* **Stored items from a collection**
Start of Block

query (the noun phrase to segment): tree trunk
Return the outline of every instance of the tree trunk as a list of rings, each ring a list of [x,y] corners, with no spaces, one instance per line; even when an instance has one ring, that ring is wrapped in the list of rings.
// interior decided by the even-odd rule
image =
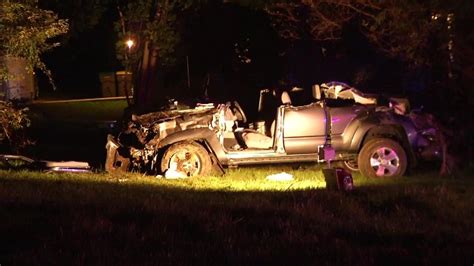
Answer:
[[[138,65],[134,80],[135,108],[139,112],[157,110],[165,100],[163,68],[159,62],[158,50],[150,42],[144,44],[143,59]]]

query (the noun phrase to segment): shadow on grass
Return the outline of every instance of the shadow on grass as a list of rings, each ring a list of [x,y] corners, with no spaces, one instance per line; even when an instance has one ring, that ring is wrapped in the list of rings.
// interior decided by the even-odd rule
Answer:
[[[35,144],[23,154],[38,160],[84,161],[94,169],[103,169],[107,134],[111,131],[97,125],[76,126],[57,122],[45,128],[29,129]]]
[[[86,161],[100,169],[107,134],[115,133],[127,106],[124,99],[41,102],[29,106],[30,139],[24,155],[40,160]]]
[[[38,178],[4,172],[0,263],[470,265],[474,261],[474,188],[469,180],[378,183],[361,185],[352,193],[230,191],[192,184],[186,188],[183,182],[192,183],[109,175]]]

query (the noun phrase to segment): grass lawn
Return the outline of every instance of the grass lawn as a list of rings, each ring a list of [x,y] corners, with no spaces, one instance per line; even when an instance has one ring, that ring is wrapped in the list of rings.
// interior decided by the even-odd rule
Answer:
[[[47,121],[110,121],[122,117],[125,99],[92,99],[87,101],[37,102],[29,106],[34,120]]]
[[[101,167],[107,134],[122,118],[125,99],[42,101],[29,107],[29,136],[35,141],[28,154],[43,160],[87,161]]]
[[[267,181],[287,172],[294,181]],[[223,177],[0,171],[1,265],[472,265],[474,178],[354,175],[313,165]]]

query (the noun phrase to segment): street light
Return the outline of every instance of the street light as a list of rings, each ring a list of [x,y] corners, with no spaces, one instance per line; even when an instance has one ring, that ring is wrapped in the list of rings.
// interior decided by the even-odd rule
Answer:
[[[128,92],[128,77],[131,75],[131,69],[130,69],[130,55],[132,53],[132,48],[135,46],[135,41],[132,38],[128,38],[125,41],[125,45],[127,46],[128,50],[127,53],[125,54],[125,75],[124,75],[124,85],[125,85],[125,96],[127,98],[127,103],[130,106],[131,100],[130,100],[130,95]],[[132,85],[132,84],[130,84]],[[133,95],[133,86],[131,86],[131,94]]]
[[[128,50],[130,52],[130,50],[132,49],[132,47],[135,45],[135,42],[132,40],[132,39],[128,39],[125,44],[127,45],[128,47]]]

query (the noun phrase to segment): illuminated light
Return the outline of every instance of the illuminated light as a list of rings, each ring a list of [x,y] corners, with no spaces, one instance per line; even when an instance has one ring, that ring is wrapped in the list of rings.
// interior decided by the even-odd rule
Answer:
[[[433,14],[431,15],[431,20],[438,20],[441,17],[440,14]]]
[[[453,13],[449,13],[447,16],[446,16],[446,21],[448,22],[451,22],[454,20],[454,14]]]
[[[132,39],[128,39],[126,42],[128,49],[132,49],[132,47],[135,45],[135,42]]]

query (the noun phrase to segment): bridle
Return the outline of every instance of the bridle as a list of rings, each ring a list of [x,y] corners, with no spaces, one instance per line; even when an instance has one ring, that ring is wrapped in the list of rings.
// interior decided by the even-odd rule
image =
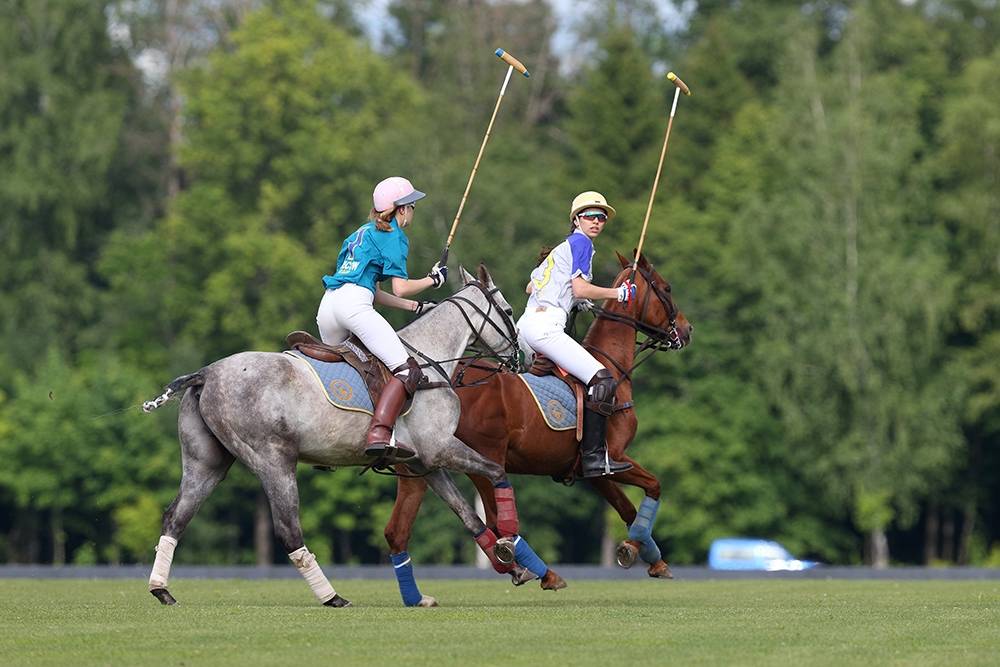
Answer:
[[[520,357],[518,355],[517,327],[514,325],[514,311],[509,306],[504,308],[499,303],[497,303],[496,295],[500,292],[500,288],[496,286],[488,287],[487,285],[484,285],[482,282],[478,280],[473,280],[471,282],[466,283],[465,287],[475,287],[476,289],[478,289],[480,292],[483,293],[483,296],[486,298],[486,303],[487,303],[487,307],[485,310],[483,310],[483,308],[481,308],[479,304],[472,301],[471,299],[468,299],[467,297],[462,296],[460,293],[453,294],[452,296],[448,297],[440,304],[438,304],[436,308],[440,308],[446,303],[451,303],[456,307],[458,307],[458,311],[462,314],[462,317],[465,319],[465,323],[469,326],[469,328],[472,330],[474,334],[472,342],[469,344],[469,349],[473,351],[473,354],[472,355],[463,354],[462,356],[455,357],[454,359],[431,359],[426,354],[424,354],[423,352],[413,347],[404,340],[403,345],[405,345],[406,348],[410,350],[410,352],[412,352],[414,355],[420,357],[423,360],[423,363],[420,364],[421,368],[433,368],[442,378],[444,378],[444,381],[439,381],[439,382],[430,382],[430,381],[421,382],[417,386],[417,389],[435,389],[438,387],[456,388],[458,385],[461,385],[462,376],[464,376],[465,374],[464,368],[458,374],[458,377],[456,377],[455,380],[452,381],[452,379],[448,376],[448,373],[441,366],[441,364],[445,364],[450,361],[463,361],[472,363],[480,359],[495,359],[499,363],[499,366],[490,365],[490,368],[493,369],[494,373],[499,373],[504,370],[510,370],[516,373],[520,370],[521,362],[520,362]],[[472,316],[470,316],[470,314],[466,311],[465,306],[468,306],[476,314],[482,317],[482,324],[480,324],[477,327],[475,323],[473,323]],[[493,318],[491,317],[494,309],[496,309],[496,311],[500,314],[500,321],[502,323],[502,327],[500,324],[494,322]],[[510,349],[509,353],[506,354],[501,353],[486,342],[486,339],[483,338],[483,331],[486,329],[487,325],[492,327],[493,330],[496,333],[500,334],[500,336],[504,339],[504,342],[507,343],[506,347]],[[476,382],[475,384],[480,384],[480,382]],[[470,386],[470,385],[462,385],[462,386]]]
[[[613,312],[606,308],[600,306],[594,306],[593,312],[597,319],[611,320],[612,322],[619,322],[625,324],[637,332],[645,336],[642,342],[636,341],[635,350],[635,361],[631,368],[625,368],[615,359],[609,356],[606,352],[593,345],[584,345],[584,348],[590,352],[597,353],[611,362],[611,364],[621,373],[621,379],[619,383],[625,381],[626,379],[631,380],[632,373],[640,364],[649,359],[654,352],[662,352],[666,350],[679,350],[684,347],[684,340],[681,338],[680,332],[677,330],[677,316],[679,311],[677,306],[674,305],[674,300],[670,297],[670,286],[667,285],[666,289],[660,287],[656,284],[652,272],[643,267],[636,267],[636,270],[646,281],[646,287],[642,303],[639,308],[639,316],[632,317],[627,313]],[[667,313],[667,328],[653,326],[646,321],[646,311],[651,303],[652,295],[656,295],[657,301],[663,306],[663,309]],[[645,356],[642,356],[646,353]]]

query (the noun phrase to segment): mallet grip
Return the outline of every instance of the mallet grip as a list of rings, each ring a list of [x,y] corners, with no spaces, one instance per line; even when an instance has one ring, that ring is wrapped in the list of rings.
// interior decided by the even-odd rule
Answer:
[[[681,78],[674,74],[673,72],[667,72],[667,78],[674,82],[674,85],[681,89],[681,92],[685,95],[691,94],[691,89],[688,88],[687,84],[681,81]]]
[[[504,61],[505,63],[507,63],[508,65],[510,65],[511,67],[513,67],[514,69],[516,69],[518,72],[520,72],[521,74],[523,74],[525,77],[531,76],[531,74],[528,72],[528,68],[524,66],[524,63],[522,63],[520,60],[518,60],[514,56],[510,55],[509,53],[507,53],[503,49],[497,49],[496,51],[494,51],[494,53],[496,53],[497,58],[499,58],[500,60]]]

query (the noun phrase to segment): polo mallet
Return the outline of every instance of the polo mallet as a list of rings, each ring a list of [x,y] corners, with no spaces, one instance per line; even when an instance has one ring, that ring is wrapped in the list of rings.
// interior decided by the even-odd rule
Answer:
[[[646,226],[649,224],[649,214],[653,211],[653,200],[656,199],[656,188],[660,184],[660,171],[663,169],[663,158],[667,154],[667,142],[670,141],[670,128],[674,124],[674,114],[677,112],[677,98],[683,92],[685,95],[691,94],[691,89],[681,81],[680,77],[673,72],[667,72],[667,78],[674,82],[674,103],[670,107],[670,120],[667,121],[667,133],[663,137],[663,149],[660,151],[660,163],[656,165],[656,178],[653,180],[653,190],[649,193],[649,204],[646,205],[646,219],[642,221],[642,234],[639,236],[639,245],[635,250],[635,260],[632,262],[632,280],[635,280],[635,272],[639,267],[639,255],[642,253],[642,242],[646,240]]]
[[[441,265],[448,262],[448,249],[451,248],[451,242],[455,238],[455,230],[458,229],[458,221],[462,219],[462,209],[465,208],[465,200],[469,196],[469,190],[472,189],[472,181],[476,178],[476,171],[479,169],[479,161],[483,159],[483,151],[486,150],[486,142],[490,140],[490,132],[493,130],[493,121],[496,120],[497,111],[500,109],[500,102],[503,101],[503,94],[506,92],[507,83],[510,81],[510,75],[516,69],[518,72],[523,74],[525,78],[531,76],[528,69],[521,63],[520,60],[510,55],[503,49],[497,49],[494,53],[498,58],[500,58],[500,60],[509,65],[509,67],[507,67],[507,76],[504,77],[503,85],[500,86],[500,95],[497,97],[496,106],[493,107],[493,115],[490,116],[490,124],[486,126],[486,136],[483,137],[483,143],[479,147],[479,154],[476,156],[476,163],[472,165],[472,173],[469,174],[469,182],[465,184],[465,192],[462,194],[462,202],[458,205],[458,213],[455,214],[455,221],[451,223],[451,232],[448,234],[448,240],[444,244],[444,251],[441,253],[441,259],[439,260]]]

End of Block

* **What is required**
Tally every line of the entries that contains the word "illuminated", and respond with that number only.

* **Exercise solution**
2